*** 제공 자료
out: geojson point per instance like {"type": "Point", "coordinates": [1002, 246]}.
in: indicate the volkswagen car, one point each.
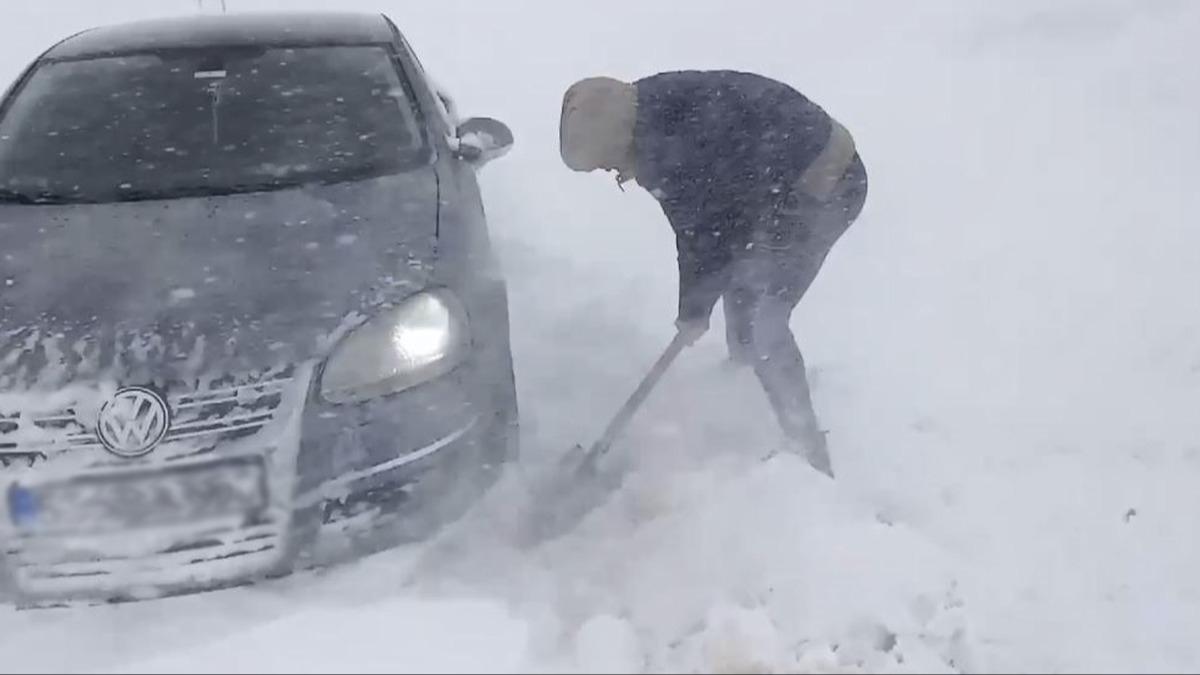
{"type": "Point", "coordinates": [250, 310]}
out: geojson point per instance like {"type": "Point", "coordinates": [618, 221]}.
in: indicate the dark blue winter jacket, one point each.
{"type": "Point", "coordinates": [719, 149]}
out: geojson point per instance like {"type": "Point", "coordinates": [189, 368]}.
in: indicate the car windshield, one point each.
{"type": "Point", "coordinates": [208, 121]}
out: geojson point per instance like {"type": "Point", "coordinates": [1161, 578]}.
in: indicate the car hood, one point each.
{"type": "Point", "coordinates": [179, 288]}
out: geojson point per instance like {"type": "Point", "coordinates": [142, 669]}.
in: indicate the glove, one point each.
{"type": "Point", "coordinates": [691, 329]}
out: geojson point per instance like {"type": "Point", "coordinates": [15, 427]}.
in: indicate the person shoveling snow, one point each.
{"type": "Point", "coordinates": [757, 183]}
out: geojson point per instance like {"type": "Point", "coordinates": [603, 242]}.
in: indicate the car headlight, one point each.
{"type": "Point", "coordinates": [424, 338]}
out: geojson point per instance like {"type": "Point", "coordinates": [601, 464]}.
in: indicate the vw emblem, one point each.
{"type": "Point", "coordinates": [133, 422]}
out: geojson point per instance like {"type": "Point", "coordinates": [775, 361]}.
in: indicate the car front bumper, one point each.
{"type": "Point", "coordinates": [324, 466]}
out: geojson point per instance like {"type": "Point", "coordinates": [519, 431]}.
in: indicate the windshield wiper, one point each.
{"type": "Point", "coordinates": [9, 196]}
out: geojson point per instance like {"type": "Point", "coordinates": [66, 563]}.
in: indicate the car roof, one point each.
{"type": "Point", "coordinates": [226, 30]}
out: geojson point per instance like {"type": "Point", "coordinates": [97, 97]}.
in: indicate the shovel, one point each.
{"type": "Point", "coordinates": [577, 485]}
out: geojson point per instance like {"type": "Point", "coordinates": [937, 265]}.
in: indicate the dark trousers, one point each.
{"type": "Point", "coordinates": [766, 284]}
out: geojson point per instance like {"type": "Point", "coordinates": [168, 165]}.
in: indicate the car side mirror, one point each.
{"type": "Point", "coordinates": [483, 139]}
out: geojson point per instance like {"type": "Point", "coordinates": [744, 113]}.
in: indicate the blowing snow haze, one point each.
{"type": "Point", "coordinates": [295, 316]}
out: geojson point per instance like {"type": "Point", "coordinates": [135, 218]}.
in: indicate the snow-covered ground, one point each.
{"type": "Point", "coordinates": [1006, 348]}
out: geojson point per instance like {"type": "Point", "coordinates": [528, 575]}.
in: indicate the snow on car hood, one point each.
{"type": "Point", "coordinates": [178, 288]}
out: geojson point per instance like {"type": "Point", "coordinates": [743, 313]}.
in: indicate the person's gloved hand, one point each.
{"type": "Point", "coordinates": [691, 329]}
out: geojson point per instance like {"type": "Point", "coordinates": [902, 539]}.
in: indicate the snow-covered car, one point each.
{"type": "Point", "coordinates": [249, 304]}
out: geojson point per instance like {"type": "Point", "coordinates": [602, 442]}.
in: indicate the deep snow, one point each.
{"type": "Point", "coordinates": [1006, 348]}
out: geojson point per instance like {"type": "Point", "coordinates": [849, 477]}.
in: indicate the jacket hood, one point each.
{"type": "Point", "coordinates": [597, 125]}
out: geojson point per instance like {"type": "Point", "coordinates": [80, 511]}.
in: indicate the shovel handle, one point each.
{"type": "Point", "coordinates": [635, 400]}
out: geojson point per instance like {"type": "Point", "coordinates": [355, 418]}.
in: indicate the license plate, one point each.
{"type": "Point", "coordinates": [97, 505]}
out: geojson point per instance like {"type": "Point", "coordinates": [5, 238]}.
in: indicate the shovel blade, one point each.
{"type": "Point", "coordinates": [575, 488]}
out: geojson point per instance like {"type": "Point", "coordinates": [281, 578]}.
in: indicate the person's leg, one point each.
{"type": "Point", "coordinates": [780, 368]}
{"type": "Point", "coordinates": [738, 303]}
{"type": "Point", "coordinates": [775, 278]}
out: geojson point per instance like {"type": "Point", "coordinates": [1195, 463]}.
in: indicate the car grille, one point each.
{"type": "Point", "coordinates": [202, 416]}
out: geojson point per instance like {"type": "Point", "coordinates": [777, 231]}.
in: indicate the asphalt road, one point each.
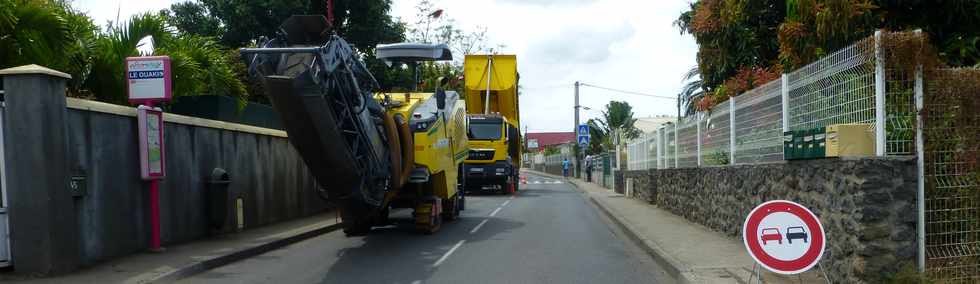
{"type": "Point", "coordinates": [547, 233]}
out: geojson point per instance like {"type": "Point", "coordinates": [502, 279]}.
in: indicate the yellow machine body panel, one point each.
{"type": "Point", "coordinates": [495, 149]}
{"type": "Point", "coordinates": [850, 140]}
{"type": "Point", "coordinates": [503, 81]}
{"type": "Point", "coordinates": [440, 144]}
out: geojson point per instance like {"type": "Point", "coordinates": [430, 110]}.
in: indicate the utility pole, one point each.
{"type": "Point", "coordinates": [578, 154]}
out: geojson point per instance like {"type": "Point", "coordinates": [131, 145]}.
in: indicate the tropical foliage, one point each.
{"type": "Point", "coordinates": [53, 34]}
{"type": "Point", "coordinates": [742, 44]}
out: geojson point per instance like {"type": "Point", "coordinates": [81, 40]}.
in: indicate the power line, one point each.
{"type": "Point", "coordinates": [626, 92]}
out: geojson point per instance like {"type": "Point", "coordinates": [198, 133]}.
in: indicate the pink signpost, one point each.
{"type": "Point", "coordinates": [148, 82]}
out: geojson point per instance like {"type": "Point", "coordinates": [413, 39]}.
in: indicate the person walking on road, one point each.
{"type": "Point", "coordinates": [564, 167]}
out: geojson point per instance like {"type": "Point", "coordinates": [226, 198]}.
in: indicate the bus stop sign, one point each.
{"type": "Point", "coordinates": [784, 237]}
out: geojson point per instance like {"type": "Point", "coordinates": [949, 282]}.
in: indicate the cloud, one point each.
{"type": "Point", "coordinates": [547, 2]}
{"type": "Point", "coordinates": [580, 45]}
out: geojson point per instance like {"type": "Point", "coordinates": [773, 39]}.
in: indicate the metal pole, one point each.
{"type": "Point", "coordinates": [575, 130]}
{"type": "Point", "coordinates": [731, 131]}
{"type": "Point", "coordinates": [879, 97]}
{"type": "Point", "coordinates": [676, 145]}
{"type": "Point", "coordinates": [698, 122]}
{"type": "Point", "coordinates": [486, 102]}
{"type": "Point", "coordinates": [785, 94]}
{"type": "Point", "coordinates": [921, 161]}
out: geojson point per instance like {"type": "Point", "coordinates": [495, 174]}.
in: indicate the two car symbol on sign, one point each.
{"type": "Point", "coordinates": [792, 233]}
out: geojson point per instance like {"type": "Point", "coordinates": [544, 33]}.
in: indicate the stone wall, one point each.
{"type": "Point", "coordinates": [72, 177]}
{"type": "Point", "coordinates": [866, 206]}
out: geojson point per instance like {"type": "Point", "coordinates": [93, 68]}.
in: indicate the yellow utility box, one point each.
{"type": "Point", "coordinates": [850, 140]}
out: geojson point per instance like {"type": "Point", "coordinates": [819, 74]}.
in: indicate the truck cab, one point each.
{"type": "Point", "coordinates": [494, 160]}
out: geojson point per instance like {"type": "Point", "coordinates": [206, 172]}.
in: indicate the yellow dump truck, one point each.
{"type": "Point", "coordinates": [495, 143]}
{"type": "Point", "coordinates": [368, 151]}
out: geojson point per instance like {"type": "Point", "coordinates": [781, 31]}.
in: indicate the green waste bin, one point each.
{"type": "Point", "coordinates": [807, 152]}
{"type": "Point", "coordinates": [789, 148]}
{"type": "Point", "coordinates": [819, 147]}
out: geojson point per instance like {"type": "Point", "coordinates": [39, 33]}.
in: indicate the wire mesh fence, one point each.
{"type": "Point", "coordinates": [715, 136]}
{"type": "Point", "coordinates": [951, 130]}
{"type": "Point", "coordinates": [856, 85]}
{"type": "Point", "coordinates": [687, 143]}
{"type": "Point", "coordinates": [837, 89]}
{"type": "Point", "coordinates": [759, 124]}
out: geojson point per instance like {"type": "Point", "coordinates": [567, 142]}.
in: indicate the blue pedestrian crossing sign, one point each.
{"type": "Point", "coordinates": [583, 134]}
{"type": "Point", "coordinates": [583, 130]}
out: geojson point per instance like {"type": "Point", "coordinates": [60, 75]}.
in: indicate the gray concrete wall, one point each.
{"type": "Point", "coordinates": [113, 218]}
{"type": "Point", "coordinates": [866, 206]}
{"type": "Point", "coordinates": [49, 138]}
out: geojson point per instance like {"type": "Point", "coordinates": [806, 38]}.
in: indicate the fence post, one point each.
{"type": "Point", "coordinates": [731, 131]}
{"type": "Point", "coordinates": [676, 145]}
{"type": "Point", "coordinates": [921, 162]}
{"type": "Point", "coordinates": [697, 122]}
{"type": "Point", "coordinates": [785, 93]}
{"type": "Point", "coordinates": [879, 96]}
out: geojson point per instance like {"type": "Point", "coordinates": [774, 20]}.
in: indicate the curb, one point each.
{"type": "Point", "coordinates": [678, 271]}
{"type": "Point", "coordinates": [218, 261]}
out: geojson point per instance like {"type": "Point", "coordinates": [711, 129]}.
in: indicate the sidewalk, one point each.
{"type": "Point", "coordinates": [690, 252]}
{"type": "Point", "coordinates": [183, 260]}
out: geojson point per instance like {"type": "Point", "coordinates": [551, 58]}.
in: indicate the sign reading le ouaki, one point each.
******
위 목록에서 "pole"라는 단어가 들어 있는 줄을 모두 찾아 그대로 옮겨 적으시오. 이때 대소문자를 구분한다.

in: indicate the utility pole, one point each.
in: indicate the metal pole, one point each.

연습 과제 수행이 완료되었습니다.